DO THIS:
Starting at the first line of the records and ending at the line that contains "point(182, 312)", recast those lines as a JSON list of strings, one string per line, with blank lines omitted.

SOURCE RECORDS:
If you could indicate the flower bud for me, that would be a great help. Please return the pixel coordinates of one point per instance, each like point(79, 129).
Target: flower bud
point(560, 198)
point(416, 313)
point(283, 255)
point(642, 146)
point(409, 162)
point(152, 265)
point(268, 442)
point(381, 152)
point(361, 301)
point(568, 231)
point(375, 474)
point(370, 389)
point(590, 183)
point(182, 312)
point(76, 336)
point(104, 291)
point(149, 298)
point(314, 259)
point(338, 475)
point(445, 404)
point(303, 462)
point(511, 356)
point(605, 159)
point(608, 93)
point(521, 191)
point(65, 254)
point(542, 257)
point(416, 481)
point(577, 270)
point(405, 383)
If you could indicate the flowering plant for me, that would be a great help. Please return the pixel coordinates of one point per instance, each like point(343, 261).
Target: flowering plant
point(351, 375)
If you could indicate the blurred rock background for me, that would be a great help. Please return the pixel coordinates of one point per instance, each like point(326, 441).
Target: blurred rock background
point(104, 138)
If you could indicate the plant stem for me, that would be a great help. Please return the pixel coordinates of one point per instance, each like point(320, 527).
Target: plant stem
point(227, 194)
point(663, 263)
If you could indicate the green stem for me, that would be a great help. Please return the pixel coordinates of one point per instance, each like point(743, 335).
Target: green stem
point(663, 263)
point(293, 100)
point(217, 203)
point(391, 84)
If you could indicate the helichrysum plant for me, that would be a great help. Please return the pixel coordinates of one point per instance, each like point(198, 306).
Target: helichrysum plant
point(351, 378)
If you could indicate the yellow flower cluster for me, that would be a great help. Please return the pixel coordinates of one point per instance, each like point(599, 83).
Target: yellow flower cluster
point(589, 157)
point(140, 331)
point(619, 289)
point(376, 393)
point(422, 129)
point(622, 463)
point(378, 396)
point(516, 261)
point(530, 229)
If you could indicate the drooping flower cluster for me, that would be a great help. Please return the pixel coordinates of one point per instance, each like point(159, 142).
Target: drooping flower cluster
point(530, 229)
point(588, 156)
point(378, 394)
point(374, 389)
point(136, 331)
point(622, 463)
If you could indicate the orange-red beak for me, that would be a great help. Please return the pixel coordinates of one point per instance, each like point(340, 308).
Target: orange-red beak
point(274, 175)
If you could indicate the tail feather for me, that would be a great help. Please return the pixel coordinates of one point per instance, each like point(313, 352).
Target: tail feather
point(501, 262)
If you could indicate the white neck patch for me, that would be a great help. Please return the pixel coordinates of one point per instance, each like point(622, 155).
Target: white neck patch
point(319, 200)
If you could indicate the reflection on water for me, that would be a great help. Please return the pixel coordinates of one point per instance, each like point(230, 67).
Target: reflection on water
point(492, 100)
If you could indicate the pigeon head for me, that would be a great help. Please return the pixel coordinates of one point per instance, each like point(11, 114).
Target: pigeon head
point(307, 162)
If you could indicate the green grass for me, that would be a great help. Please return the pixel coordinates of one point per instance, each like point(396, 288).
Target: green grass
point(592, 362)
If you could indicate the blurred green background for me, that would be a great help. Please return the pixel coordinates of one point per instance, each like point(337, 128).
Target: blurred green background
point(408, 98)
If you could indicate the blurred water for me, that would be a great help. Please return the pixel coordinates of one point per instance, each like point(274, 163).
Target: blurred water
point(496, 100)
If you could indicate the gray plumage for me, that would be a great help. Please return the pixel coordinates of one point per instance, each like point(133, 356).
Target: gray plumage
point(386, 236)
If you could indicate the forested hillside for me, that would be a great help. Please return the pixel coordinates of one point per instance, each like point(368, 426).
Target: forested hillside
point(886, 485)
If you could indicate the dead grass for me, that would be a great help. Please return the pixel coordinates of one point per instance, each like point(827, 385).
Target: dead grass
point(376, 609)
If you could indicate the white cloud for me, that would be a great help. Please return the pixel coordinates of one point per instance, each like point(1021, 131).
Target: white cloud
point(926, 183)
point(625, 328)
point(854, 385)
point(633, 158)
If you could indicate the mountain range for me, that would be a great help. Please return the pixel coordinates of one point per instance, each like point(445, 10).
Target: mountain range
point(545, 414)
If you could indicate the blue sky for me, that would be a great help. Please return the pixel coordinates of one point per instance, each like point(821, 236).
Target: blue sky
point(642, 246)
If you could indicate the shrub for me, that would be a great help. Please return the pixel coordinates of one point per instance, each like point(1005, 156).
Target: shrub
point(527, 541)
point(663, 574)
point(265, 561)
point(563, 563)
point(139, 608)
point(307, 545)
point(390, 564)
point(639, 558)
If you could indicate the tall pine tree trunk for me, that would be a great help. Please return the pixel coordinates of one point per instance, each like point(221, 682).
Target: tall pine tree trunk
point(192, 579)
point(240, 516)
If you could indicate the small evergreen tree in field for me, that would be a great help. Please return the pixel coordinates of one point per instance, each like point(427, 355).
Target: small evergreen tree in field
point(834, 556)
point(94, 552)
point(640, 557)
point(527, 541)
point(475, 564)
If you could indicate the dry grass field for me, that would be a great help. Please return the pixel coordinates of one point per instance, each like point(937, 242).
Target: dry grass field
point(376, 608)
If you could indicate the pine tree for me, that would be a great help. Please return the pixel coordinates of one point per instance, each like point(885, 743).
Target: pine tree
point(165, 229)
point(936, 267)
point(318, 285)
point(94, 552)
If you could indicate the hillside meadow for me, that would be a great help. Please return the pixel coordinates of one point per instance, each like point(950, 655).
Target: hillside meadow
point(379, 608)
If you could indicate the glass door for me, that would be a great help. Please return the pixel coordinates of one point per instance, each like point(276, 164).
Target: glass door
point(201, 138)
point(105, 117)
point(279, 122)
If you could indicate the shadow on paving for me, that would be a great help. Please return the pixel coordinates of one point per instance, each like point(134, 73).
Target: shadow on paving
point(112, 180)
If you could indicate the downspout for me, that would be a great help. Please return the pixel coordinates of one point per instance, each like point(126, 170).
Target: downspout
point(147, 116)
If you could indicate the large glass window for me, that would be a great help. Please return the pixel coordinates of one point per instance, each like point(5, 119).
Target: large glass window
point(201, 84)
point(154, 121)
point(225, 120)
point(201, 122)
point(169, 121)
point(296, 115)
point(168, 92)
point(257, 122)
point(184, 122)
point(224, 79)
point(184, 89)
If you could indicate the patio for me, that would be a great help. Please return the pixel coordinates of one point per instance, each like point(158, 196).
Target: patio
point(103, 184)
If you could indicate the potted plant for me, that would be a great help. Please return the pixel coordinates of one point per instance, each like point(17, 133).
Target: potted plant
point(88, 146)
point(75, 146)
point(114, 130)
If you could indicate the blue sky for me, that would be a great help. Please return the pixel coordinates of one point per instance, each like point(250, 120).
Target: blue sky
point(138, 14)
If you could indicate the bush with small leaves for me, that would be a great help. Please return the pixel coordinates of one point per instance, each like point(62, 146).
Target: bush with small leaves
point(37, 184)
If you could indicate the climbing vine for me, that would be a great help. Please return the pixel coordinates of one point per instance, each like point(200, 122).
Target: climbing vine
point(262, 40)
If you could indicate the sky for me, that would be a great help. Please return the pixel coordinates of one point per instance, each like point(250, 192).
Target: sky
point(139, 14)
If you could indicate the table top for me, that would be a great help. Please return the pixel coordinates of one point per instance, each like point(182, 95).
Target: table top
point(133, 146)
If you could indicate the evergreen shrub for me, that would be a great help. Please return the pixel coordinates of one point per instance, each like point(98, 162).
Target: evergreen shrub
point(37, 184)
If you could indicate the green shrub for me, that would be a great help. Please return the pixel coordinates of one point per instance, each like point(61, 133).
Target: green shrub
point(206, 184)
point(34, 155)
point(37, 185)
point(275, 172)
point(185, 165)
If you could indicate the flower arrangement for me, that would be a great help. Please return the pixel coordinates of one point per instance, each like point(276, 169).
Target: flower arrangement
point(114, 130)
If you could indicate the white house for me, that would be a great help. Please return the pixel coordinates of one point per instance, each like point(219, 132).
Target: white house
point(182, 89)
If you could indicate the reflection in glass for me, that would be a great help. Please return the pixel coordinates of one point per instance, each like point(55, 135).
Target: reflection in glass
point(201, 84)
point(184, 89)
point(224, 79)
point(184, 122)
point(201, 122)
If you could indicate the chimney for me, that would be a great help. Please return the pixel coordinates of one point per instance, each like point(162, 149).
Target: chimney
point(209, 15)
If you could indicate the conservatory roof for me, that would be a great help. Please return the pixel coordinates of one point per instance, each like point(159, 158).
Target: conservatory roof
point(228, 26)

EXERCISE SOLUTION:
[
  "If you could indicate the flower bud for me, that would be a great help. Please return the pixel coordinates of one point per instance, each like point(79, 129).",
  "Target: flower bud",
  "point(560, 198)",
  "point(416, 313)",
  "point(283, 255)",
  "point(642, 146)",
  "point(409, 162)",
  "point(152, 265)",
  "point(268, 442)",
  "point(381, 152)",
  "point(361, 301)",
  "point(568, 231)",
  "point(375, 474)",
  "point(370, 389)",
  "point(590, 183)",
  "point(182, 312)"
]